[Some records]
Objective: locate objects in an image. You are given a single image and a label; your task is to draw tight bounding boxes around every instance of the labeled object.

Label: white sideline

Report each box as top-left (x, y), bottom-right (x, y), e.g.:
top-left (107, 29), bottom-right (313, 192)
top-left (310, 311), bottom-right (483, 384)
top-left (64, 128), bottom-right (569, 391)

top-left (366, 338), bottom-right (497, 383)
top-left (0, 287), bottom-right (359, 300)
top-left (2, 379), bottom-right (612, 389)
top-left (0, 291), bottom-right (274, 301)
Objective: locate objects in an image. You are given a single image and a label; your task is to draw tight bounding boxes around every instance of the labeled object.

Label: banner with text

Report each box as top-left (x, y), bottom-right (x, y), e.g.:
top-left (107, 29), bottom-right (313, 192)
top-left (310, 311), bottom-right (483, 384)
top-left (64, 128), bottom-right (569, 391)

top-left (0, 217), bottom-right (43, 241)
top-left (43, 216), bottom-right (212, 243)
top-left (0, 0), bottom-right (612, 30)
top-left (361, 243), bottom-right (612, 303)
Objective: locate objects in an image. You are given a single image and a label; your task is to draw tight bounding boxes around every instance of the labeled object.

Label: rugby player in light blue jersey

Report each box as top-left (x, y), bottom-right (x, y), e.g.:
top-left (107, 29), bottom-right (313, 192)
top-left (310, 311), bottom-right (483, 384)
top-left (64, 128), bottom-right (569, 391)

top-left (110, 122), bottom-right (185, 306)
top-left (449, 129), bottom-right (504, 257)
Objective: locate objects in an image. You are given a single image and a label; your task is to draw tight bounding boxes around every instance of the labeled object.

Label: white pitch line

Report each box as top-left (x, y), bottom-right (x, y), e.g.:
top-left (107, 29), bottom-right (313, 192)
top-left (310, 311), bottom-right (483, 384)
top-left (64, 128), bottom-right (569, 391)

Your instructions> Rewrite all of the records above, switching "bounding boxes" to "rectangles" everywhere and leaving every other word as it stands.

Problem solution>
Objective: locate objects in an image. You are given a single image and a label; your task is to draw tight rectangles around every instance of the labeled object.

Label: white sideline

Report each box as top-left (x, y), bottom-right (x, y), e.g.:
top-left (107, 29), bottom-right (313, 192)
top-left (310, 311), bottom-right (483, 384)
top-left (64, 128), bottom-right (569, 391)

top-left (366, 338), bottom-right (497, 383)
top-left (0, 287), bottom-right (359, 300)
top-left (2, 379), bottom-right (612, 389)
top-left (0, 291), bottom-right (274, 301)
Objective: locate objects in an image. You are given a single image and a label; your task is to draw tight rectangles around every instance of the labeled object.

Label: banner with text

Report each box as top-left (x, y), bottom-right (x, y), e.g.:
top-left (107, 29), bottom-right (313, 192)
top-left (310, 311), bottom-right (483, 384)
top-left (64, 128), bottom-right (569, 391)

top-left (0, 217), bottom-right (43, 241)
top-left (43, 216), bottom-right (212, 243)
top-left (0, 0), bottom-right (612, 30)
top-left (361, 243), bottom-right (612, 303)
Objective: locate objects in an image. You are given a single image and a label; your task is to draw tight rectangles around every instance of the labeled object.

Label: rugby player in light blue jersey

Report each box as top-left (x, y), bottom-right (x, y), e.g.:
top-left (107, 29), bottom-right (313, 192)
top-left (310, 311), bottom-right (483, 384)
top-left (64, 128), bottom-right (569, 391)

top-left (110, 122), bottom-right (185, 306)
top-left (449, 129), bottom-right (504, 257)
Objective: locate objects in an image. You are given a single image and a label; your task is to draw tight rectangles around every instance of the labeled object.

Label: white pitch line

Report each box as top-left (x, y), bottom-right (x, y), e.g.:
top-left (107, 29), bottom-right (313, 192)
top-left (310, 311), bottom-right (483, 384)
top-left (64, 128), bottom-right (569, 391)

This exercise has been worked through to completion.